▸ Given records
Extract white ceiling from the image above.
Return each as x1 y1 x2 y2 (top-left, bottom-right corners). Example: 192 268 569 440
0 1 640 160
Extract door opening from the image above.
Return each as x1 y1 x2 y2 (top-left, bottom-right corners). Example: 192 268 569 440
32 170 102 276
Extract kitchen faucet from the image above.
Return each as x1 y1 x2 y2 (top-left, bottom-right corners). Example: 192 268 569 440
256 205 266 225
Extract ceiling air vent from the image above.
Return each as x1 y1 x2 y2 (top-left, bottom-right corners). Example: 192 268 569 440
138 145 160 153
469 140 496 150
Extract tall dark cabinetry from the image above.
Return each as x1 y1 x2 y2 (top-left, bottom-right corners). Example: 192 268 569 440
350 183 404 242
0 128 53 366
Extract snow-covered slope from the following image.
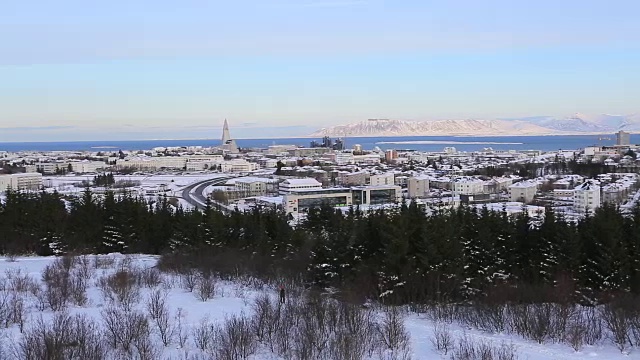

▸ Exercise instructions
Reproduce all of the material above word for word, leaving out the pictures.

▸ Final result
Extract white ceiling from the image above.
Return each as x1 y1 x2 y2 (top-left, bottom-right corners). Example: 192 268 569 440
0 1 640 160
Extract door opening from the image above.
Return each as x1 y1 x2 y2 (top-left, bottom-right corners). Example: 192 268 569 440
32 170 102 276
Extract kitchen faucet from the image above.
Return each as x1 y1 x2 y2 (top-left, bottom-right corners). Example: 192 268 569 440
256 205 266 225
Extract ceiling air vent from the image above.
Return each as x1 y1 x2 y2 (top-left, bottom-right corners). Example: 192 268 569 440
138 145 160 153
469 140 496 150
Extract tall dark cabinetry from the image above.
Return each as x1 y1 x2 y2 (top-left, bottom-right corners). Example: 192 268 569 440
350 183 404 242
0 128 53 366
Extract snow-covered slope from the following image.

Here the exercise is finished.